** begin **

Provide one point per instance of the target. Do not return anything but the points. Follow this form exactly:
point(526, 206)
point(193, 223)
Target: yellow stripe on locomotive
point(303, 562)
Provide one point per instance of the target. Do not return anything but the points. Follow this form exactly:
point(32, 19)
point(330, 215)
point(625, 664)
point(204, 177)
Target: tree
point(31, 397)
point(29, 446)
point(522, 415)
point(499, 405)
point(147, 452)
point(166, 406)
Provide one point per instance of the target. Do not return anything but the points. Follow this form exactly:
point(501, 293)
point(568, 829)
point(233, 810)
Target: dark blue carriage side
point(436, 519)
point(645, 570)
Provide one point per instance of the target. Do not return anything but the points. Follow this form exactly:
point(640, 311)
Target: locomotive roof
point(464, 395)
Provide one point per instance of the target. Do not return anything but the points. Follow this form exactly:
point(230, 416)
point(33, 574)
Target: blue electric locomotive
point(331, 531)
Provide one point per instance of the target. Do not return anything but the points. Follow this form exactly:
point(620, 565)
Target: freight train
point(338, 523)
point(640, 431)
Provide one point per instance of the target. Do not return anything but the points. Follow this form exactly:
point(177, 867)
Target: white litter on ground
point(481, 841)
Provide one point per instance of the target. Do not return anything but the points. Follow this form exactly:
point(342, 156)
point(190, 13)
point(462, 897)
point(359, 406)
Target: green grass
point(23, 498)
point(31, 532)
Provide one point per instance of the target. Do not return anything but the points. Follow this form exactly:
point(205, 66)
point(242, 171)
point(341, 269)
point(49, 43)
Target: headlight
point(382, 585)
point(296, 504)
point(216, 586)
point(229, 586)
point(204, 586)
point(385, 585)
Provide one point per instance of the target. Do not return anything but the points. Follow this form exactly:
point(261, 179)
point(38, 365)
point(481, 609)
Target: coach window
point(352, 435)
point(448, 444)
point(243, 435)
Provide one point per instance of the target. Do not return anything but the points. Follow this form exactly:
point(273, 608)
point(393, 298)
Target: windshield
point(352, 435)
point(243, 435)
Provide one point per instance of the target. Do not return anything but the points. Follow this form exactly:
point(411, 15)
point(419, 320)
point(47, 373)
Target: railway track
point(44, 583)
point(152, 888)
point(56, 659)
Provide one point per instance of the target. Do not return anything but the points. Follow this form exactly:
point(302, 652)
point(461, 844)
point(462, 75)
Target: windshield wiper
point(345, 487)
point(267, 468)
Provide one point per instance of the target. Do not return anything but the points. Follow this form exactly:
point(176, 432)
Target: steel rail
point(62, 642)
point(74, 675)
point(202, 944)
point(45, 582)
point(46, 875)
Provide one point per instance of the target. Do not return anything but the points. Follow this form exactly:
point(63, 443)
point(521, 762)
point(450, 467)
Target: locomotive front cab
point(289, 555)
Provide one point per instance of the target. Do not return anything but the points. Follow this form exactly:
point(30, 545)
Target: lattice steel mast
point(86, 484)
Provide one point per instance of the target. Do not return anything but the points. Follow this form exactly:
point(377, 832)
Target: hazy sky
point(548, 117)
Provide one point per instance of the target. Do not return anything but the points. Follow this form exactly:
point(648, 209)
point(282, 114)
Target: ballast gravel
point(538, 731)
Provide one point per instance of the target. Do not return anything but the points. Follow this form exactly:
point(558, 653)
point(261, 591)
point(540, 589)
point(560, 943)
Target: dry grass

** end **

Written instruction
Edit the records above so that every "Follow this form exactly" becomes "Use this exact format", and leave everything else unchanged.

Finished exercise
Provide one point per instance of the target. Do not return anything but the points. Use this exact format:
point(526, 206)
point(193, 223)
Target: yellow stripe on locomotive
point(303, 562)
Provide one point per instance of the target. Do not return anything but the points. Use this exact format:
point(32, 19)
point(330, 215)
point(625, 664)
point(204, 177)
Target: tree
point(31, 397)
point(29, 446)
point(522, 415)
point(499, 405)
point(147, 452)
point(166, 406)
Provide one point per instance of the target. Do not return anything but the points. Use this exact format:
point(501, 293)
point(568, 829)
point(233, 810)
Target: dark blue carriage side
point(436, 519)
point(645, 570)
Provide one point per instance of the target. Do not return anything but the points. Use this exact format:
point(640, 311)
Target: locomotive roof
point(464, 395)
Provide one point per instance of the target. Do not return anything but the points. Use this exact format:
point(230, 416)
point(33, 574)
Target: blue electric locomotive
point(331, 531)
Provide one point per instance of the target. Do not return anything but the points. Use this exact format:
point(620, 565)
Target: freight train
point(338, 523)
point(640, 431)
Provide one point per instance of the target. Do not return anything but the points. Use this exact format:
point(177, 867)
Target: white litter on ground
point(481, 841)
Provide one point per instance of the target. Do not return anything but the points. Use this exact format:
point(342, 156)
point(190, 13)
point(462, 897)
point(359, 406)
Target: green grass
point(23, 498)
point(31, 532)
Provide one point per instance of the target. Do not return anything but the points. Use this exact format:
point(205, 66)
point(242, 171)
point(341, 269)
point(49, 43)
Target: headlight
point(382, 585)
point(296, 504)
point(216, 586)
point(229, 586)
point(204, 586)
point(385, 585)
Provide one point per instance of the target. Do not return anything but the points. Use this exact format:
point(261, 179)
point(38, 365)
point(481, 609)
Target: coach window
point(352, 435)
point(448, 444)
point(243, 435)
Provide one point per instance of the target. Do not return anything but the points. Use this exact format:
point(273, 608)
point(393, 298)
Target: windshield
point(352, 435)
point(243, 435)
Provide one point per instance of the target. Do not return anything but the points. Use this exact format:
point(411, 15)
point(419, 320)
point(47, 373)
Target: railway track
point(44, 583)
point(152, 888)
point(56, 659)
Provide one point per instance of the target. Do not return anything but the points. Use this exact format:
point(302, 652)
point(461, 844)
point(462, 75)
Target: windshield wiper
point(345, 487)
point(267, 468)
Provide one point per instance of the target. Do not return anything but the points. Use this exact format:
point(176, 432)
Target: steel rail
point(62, 642)
point(74, 675)
point(202, 944)
point(45, 582)
point(46, 875)
Provide one point per instance of the target. Do not return anything but the points. Use this exact format:
point(63, 443)
point(521, 762)
point(450, 467)
Target: locomotive front cab
point(289, 555)
Provide one point per instance of the target. Do not return anything but the points. Use this exact format:
point(30, 545)
Target: lattice steel mast
point(86, 484)
Provide one point per instance of the target. Do not return anything but the points. Use this exact format:
point(377, 832)
Target: hazy sky
point(548, 117)
Provide one point per instance of the target. Do not return anything but the points. Use this exact format:
point(648, 209)
point(282, 114)
Target: ballast gravel
point(538, 731)
Provide one point per instance of the target. Do not return anything but the points. Use this exact format:
point(558, 653)
point(261, 591)
point(540, 589)
point(560, 943)
Target: dry grass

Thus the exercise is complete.